__Task directions__
Say whether each statement agrees with the account of a day of wine work, answering yes or no and quoting the deciding words: (a) Alex sets up breakfast at 6 am. (b) Under the Bruno Rules, every litre of wine takes two litres of water. (c) Francois and Romain arrive before the scrubbing starts.

So, today. At 6 am the daughter Alex comes down stairs and sets up breakfast- I dare you to try and get an English nipper to do that- she then goes to get ready for her school day- 8 til 5 with only an hour at lunch! Similarly try that in England and the August riots will seem like a holiday. Breakfast, we talk about the French economy collapsing, welcome to the club. 730 (630 gmt) we start work. If you thought that these guys took wine seriously wait until you see them clean! Here let me explain the Bruno Rules of 3 (there are 3!).

1. For every hour you work on the wine you spend 3 cleaning.
2. For every litre of wine you use 3 litres of water- mostly to clean
3. If something is worth doing it is worth doing 3 times

You chef and bartenders that bitch and moan about 2 hours prep of an afternoon, try it at 630am and then try it for 4 hours. The cleaning concept is "rinse, Scrub, wash, scrub, rinse, dry repeat". Still a bit of graft never really bothered me, particularly with booze at the end. So the president is set, clean and mend and fix and clean then wine stuff. Honestly it’s a great technique to begin with there are 2, later (after most of the scrubbing) two 20 somethings turn up, children of friends, students (no wonder they missed the scrubbing). Francois and Romain are however quick to pitch in and not so bad with the English which helps as my french is broadly ‘merde’.

Lunch time! Nicois and melon with ham, nice… see what I did there Nicois- nice! Ha! Genius.

__Exercise data__

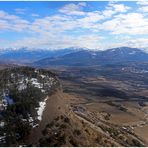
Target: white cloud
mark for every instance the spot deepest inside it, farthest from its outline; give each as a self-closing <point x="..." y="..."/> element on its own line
<point x="72" y="26"/>
<point x="142" y="2"/>
<point x="20" y="11"/>
<point x="73" y="9"/>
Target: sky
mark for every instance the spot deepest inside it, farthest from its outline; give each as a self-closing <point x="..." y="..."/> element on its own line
<point x="96" y="25"/>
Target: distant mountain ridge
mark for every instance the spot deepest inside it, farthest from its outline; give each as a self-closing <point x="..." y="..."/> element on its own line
<point x="88" y="58"/>
<point x="71" y="56"/>
<point x="26" y="55"/>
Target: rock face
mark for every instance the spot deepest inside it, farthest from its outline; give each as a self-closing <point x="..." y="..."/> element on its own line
<point x="23" y="96"/>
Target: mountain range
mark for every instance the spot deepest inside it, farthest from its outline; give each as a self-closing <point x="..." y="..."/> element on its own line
<point x="89" y="58"/>
<point x="72" y="56"/>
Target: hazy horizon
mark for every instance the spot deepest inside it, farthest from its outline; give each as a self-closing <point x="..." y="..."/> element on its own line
<point x="57" y="25"/>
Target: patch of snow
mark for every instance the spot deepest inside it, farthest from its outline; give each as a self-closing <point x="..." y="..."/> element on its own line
<point x="2" y="124"/>
<point x="43" y="76"/>
<point x="41" y="109"/>
<point x="35" y="82"/>
<point x="133" y="52"/>
<point x="22" y="86"/>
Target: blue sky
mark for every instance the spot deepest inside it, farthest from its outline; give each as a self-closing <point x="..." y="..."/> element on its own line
<point x="55" y="25"/>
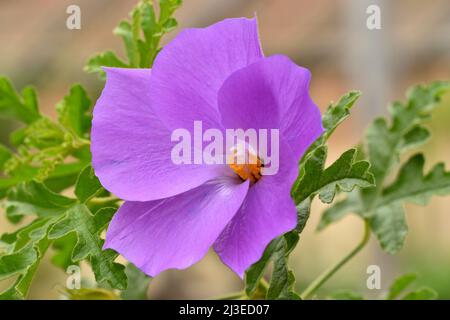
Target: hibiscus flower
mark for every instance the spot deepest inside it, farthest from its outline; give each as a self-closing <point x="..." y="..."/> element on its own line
<point x="173" y="213"/>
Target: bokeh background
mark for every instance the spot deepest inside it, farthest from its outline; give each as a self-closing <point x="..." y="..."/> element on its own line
<point x="331" y="39"/>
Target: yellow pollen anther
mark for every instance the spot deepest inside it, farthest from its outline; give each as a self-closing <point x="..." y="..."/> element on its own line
<point x="250" y="170"/>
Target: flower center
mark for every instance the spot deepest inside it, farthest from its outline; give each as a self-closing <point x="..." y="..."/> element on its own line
<point x="246" y="165"/>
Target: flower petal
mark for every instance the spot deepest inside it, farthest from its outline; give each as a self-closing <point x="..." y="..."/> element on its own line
<point x="131" y="149"/>
<point x="175" y="232"/>
<point x="272" y="93"/>
<point x="189" y="71"/>
<point x="267" y="212"/>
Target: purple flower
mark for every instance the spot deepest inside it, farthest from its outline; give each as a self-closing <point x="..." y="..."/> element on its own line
<point x="174" y="213"/>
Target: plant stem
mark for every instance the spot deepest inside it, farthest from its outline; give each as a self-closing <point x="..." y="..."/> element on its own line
<point x="327" y="274"/>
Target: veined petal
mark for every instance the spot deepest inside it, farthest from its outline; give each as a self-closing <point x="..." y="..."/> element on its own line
<point x="267" y="212"/>
<point x="175" y="232"/>
<point x="189" y="71"/>
<point x="131" y="148"/>
<point x="272" y="93"/>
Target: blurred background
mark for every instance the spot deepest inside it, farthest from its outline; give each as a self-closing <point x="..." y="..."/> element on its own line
<point x="330" y="38"/>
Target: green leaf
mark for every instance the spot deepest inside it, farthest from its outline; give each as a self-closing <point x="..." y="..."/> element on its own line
<point x="282" y="282"/>
<point x="87" y="185"/>
<point x="388" y="218"/>
<point x="89" y="245"/>
<point x="412" y="185"/>
<point x="141" y="36"/>
<point x="337" y="113"/>
<point x="91" y="294"/>
<point x="34" y="198"/>
<point x="74" y="112"/>
<point x="382" y="205"/>
<point x="343" y="175"/>
<point x="254" y="274"/>
<point x="15" y="106"/>
<point x="23" y="260"/>
<point x="167" y="8"/>
<point x="400" y="284"/>
<point x="63" y="248"/>
<point x="339" y="210"/>
<point x="104" y="59"/>
<point x="138" y="283"/>
<point x="125" y="31"/>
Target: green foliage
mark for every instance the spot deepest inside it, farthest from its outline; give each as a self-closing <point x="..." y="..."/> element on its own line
<point x="138" y="283"/>
<point x="46" y="158"/>
<point x="50" y="191"/>
<point x="141" y="36"/>
<point x="314" y="179"/>
<point x="382" y="205"/>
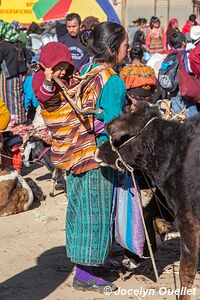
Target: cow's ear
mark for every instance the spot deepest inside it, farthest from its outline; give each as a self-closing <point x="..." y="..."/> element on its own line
<point x="118" y="128"/>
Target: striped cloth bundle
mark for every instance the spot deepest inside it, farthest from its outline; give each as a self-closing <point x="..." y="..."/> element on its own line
<point x="73" y="135"/>
<point x="129" y="230"/>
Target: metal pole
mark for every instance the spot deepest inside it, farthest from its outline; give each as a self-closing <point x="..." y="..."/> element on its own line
<point x="155" y="7"/>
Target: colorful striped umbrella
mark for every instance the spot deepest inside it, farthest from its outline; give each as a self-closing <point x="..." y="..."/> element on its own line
<point x="57" y="9"/>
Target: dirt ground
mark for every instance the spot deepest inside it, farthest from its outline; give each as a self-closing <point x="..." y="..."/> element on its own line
<point x="33" y="262"/>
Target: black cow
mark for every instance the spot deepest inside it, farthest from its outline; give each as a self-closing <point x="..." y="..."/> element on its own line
<point x="169" y="152"/>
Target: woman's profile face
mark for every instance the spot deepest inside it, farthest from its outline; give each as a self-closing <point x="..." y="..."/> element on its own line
<point x="175" y="25"/>
<point x="123" y="49"/>
<point x="156" y="24"/>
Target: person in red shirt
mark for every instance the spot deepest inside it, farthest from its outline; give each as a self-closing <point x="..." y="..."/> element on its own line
<point x="192" y="21"/>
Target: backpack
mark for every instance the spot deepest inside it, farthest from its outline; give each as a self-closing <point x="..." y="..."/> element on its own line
<point x="168" y="73"/>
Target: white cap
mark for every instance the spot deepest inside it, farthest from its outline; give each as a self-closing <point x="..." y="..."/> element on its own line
<point x="195" y="32"/>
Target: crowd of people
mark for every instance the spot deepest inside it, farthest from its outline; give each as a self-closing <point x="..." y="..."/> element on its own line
<point x="122" y="72"/>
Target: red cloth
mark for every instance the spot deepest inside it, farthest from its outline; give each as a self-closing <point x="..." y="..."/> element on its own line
<point x="187" y="27"/>
<point x="17" y="160"/>
<point x="194" y="58"/>
<point x="171" y="22"/>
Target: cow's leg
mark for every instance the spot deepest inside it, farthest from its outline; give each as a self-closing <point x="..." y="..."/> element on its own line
<point x="189" y="254"/>
<point x="53" y="183"/>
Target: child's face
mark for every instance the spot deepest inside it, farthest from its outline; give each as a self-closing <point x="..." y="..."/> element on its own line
<point x="60" y="69"/>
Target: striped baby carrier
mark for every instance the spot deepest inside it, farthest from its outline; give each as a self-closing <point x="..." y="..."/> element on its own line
<point x="73" y="134"/>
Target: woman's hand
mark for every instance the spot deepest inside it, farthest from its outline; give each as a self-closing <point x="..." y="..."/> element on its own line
<point x="48" y="74"/>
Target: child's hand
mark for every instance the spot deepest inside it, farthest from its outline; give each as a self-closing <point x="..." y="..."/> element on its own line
<point x="48" y="74"/>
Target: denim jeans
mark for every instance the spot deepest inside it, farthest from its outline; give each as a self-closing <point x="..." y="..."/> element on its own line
<point x="178" y="103"/>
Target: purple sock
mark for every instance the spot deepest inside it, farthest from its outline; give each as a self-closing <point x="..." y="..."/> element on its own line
<point x="84" y="273"/>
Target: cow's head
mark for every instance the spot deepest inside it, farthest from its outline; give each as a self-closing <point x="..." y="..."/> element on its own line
<point x="123" y="128"/>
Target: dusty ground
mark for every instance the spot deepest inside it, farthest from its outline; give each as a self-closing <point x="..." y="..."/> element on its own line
<point x="34" y="266"/>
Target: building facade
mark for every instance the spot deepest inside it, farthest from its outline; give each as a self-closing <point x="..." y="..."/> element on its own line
<point x="129" y="10"/>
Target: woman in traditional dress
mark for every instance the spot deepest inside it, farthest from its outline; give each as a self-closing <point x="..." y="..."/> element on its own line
<point x="12" y="71"/>
<point x="75" y="138"/>
<point x="140" y="80"/>
<point x="171" y="28"/>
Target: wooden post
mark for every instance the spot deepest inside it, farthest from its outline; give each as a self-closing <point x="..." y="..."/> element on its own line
<point x="155" y="7"/>
<point x="168" y="10"/>
<point x="123" y="13"/>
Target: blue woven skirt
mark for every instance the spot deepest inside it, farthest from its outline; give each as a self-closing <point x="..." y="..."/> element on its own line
<point x="88" y="232"/>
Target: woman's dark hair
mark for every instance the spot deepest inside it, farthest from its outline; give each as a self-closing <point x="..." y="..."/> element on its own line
<point x="136" y="52"/>
<point x="193" y="18"/>
<point x="143" y="21"/>
<point x="177" y="39"/>
<point x="105" y="40"/>
<point x="153" y="21"/>
<point x="84" y="35"/>
<point x="89" y="23"/>
<point x="73" y="16"/>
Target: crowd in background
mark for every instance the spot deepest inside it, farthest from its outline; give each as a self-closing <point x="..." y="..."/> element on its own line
<point x="149" y="65"/>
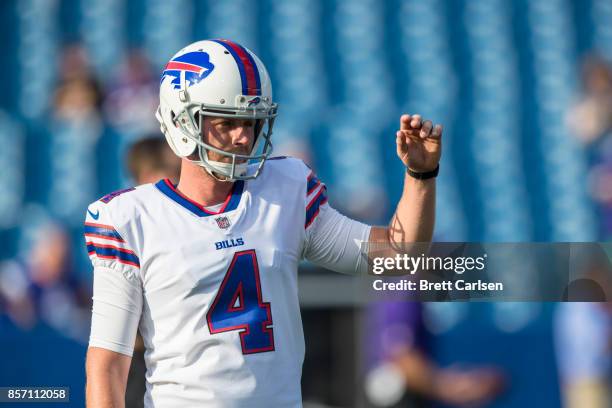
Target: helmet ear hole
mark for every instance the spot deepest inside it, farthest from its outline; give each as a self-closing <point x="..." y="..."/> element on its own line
<point x="258" y="127"/>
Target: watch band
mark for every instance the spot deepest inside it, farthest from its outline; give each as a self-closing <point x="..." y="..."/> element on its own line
<point x="423" y="175"/>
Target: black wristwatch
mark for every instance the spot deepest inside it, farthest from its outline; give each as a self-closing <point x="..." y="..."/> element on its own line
<point x="423" y="175"/>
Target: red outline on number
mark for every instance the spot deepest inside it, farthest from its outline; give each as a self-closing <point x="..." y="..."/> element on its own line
<point x="245" y="327"/>
<point x="239" y="294"/>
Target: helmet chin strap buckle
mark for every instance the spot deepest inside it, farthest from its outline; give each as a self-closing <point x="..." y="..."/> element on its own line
<point x="183" y="96"/>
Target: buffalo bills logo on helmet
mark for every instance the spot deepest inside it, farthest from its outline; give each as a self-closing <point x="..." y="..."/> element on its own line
<point x="196" y="66"/>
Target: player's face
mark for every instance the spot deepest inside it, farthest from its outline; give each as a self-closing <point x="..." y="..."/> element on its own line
<point x="230" y="135"/>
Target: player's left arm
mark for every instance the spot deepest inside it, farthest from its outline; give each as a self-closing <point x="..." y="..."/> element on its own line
<point x="419" y="147"/>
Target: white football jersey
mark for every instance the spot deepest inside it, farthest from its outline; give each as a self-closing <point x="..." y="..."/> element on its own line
<point x="215" y="294"/>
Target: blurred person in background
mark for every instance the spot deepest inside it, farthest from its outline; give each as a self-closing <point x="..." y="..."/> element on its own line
<point x="148" y="160"/>
<point x="205" y="308"/>
<point x="402" y="372"/>
<point x="42" y="286"/>
<point x="73" y="131"/>
<point x="132" y="97"/>
<point x="591" y="121"/>
<point x="583" y="331"/>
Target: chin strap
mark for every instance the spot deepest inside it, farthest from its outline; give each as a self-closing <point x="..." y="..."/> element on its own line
<point x="225" y="169"/>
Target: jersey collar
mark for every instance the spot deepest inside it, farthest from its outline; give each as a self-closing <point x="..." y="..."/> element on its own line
<point x="230" y="204"/>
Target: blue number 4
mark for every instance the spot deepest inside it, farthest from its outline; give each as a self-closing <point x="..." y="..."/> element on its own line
<point x="239" y="306"/>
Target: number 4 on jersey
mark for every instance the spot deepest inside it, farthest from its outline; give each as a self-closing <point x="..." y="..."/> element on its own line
<point x="239" y="306"/>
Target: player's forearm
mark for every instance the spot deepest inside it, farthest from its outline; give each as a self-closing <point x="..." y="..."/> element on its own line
<point x="414" y="217"/>
<point x="106" y="382"/>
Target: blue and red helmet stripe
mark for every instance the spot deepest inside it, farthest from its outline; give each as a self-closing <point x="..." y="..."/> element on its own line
<point x="249" y="74"/>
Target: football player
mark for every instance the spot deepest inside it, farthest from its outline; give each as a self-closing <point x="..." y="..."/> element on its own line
<point x="207" y="268"/>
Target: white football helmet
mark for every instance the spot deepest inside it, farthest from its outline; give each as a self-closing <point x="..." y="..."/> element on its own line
<point x="223" y="79"/>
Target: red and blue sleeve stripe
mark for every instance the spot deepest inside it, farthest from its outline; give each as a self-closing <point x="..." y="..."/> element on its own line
<point x="312" y="210"/>
<point x="121" y="255"/>
<point x="249" y="74"/>
<point x="102" y="231"/>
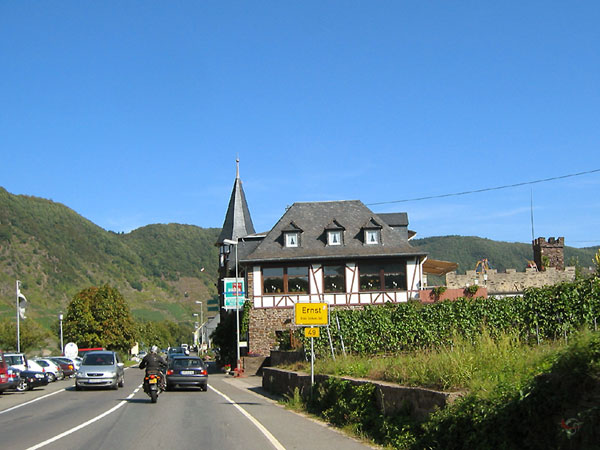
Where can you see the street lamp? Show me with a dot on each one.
(237, 306)
(62, 348)
(198, 302)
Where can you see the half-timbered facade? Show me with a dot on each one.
(338, 252)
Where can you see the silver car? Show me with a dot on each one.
(100, 369)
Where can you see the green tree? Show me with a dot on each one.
(32, 335)
(100, 317)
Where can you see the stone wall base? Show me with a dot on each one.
(391, 398)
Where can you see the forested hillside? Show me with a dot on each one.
(55, 253)
(161, 270)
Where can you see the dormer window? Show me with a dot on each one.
(334, 237)
(291, 235)
(291, 239)
(335, 233)
(372, 237)
(372, 230)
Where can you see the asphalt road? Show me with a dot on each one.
(233, 414)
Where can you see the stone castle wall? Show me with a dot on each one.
(510, 281)
(549, 253)
(264, 323)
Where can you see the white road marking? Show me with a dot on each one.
(272, 439)
(85, 424)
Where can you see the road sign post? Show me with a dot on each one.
(312, 315)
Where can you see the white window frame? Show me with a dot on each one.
(331, 234)
(288, 239)
(371, 233)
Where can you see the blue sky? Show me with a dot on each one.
(133, 112)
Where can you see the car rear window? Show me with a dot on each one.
(98, 360)
(188, 362)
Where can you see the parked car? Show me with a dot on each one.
(30, 379)
(100, 369)
(65, 364)
(187, 371)
(51, 368)
(16, 360)
(20, 361)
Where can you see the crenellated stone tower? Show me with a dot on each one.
(549, 253)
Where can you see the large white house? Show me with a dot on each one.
(338, 252)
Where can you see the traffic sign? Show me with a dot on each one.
(312, 332)
(71, 350)
(233, 290)
(311, 314)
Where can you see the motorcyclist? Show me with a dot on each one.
(153, 362)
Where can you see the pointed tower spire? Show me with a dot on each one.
(238, 222)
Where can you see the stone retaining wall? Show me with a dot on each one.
(391, 397)
(511, 280)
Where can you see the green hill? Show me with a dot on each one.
(55, 253)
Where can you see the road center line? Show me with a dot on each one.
(85, 424)
(272, 439)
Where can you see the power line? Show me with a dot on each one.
(496, 188)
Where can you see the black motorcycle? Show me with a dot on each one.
(154, 384)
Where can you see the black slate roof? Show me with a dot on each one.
(313, 218)
(238, 222)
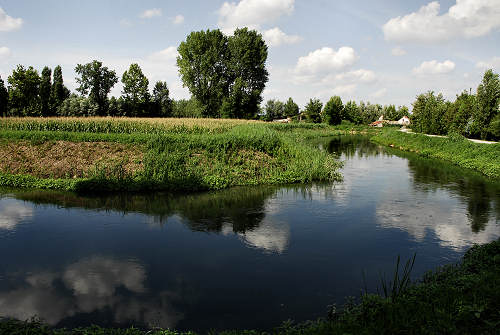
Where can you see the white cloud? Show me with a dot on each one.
(178, 19)
(125, 23)
(380, 93)
(252, 13)
(433, 67)
(276, 37)
(4, 53)
(361, 75)
(467, 18)
(493, 63)
(165, 55)
(344, 89)
(8, 23)
(324, 61)
(150, 13)
(398, 51)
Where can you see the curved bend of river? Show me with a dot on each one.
(239, 258)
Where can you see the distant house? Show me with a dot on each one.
(404, 121)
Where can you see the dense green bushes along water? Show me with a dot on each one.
(196, 155)
(456, 149)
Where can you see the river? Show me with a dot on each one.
(239, 258)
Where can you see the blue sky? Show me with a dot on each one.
(379, 51)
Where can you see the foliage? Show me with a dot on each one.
(247, 74)
(428, 112)
(291, 109)
(161, 104)
(312, 111)
(4, 99)
(59, 92)
(484, 158)
(23, 92)
(274, 110)
(45, 89)
(487, 103)
(333, 113)
(96, 81)
(135, 92)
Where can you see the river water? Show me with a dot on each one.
(240, 258)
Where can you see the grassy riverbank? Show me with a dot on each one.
(113, 154)
(455, 299)
(484, 158)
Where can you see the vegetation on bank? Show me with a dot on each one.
(455, 149)
(73, 154)
(455, 299)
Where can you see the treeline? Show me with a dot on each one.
(333, 112)
(31, 94)
(471, 115)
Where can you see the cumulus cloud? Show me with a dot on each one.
(380, 93)
(467, 18)
(150, 13)
(361, 76)
(178, 19)
(398, 51)
(493, 63)
(276, 37)
(252, 13)
(433, 67)
(324, 61)
(8, 23)
(4, 53)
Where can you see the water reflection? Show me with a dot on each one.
(92, 285)
(12, 213)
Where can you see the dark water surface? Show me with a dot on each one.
(239, 258)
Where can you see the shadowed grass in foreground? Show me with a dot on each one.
(454, 299)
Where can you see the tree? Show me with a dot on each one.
(162, 104)
(291, 108)
(225, 74)
(96, 81)
(203, 67)
(59, 92)
(428, 114)
(352, 113)
(312, 111)
(45, 88)
(247, 74)
(23, 93)
(488, 100)
(273, 110)
(333, 111)
(4, 99)
(135, 91)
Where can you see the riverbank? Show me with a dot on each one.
(114, 154)
(456, 299)
(484, 158)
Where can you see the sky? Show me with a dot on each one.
(384, 51)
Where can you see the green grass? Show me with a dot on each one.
(484, 158)
(187, 160)
(463, 298)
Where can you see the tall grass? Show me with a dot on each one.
(484, 158)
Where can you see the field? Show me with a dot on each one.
(124, 154)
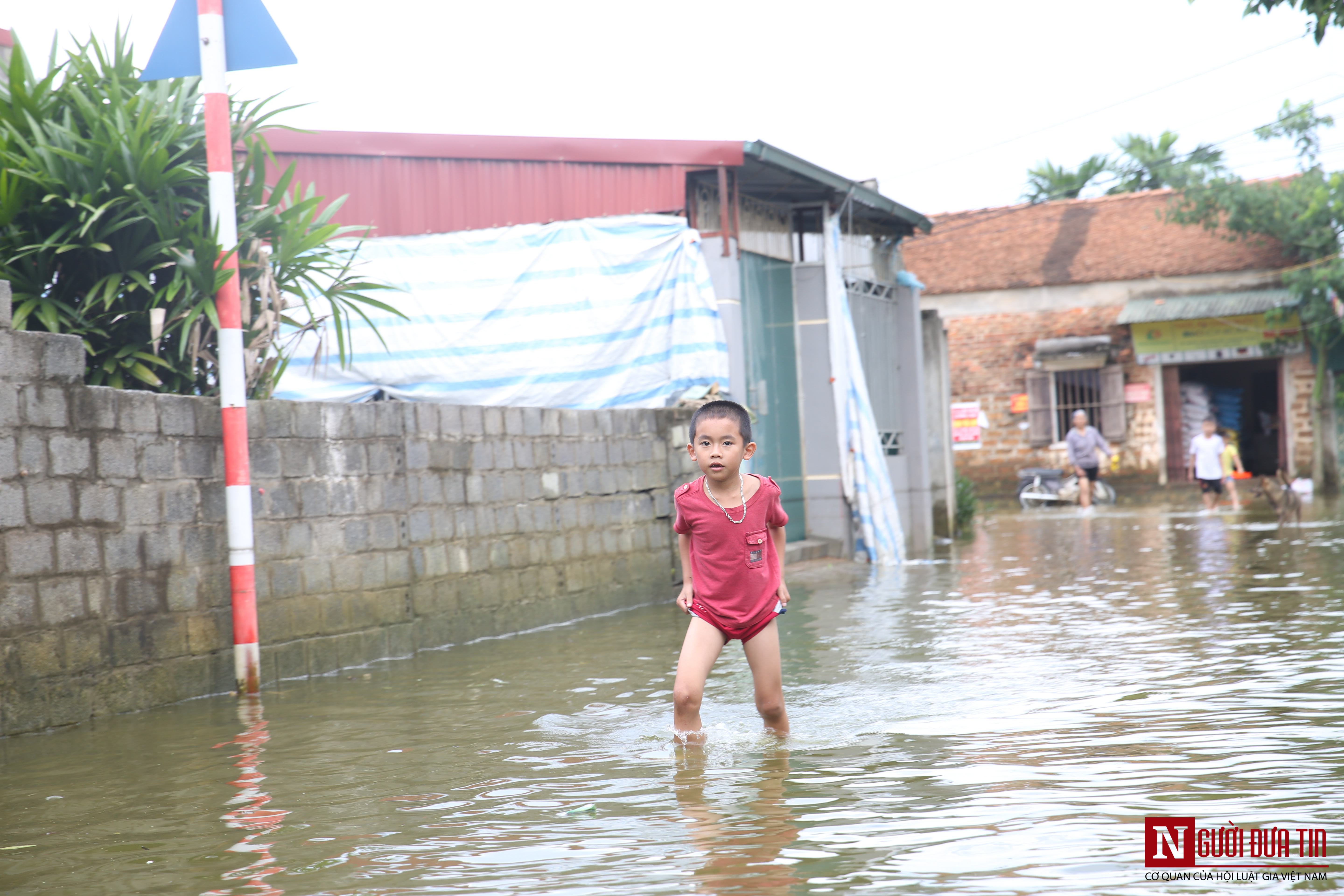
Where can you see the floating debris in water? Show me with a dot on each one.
(581, 809)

__Answer section__
(a) Yes: "At 6 am the daughter Alex comes down stairs and sets up breakfast"
(b) No: "For every litre of wine you use 3 litres of water"
(c) No: "later (after most of the scrubbing) two 20 somethings turn up"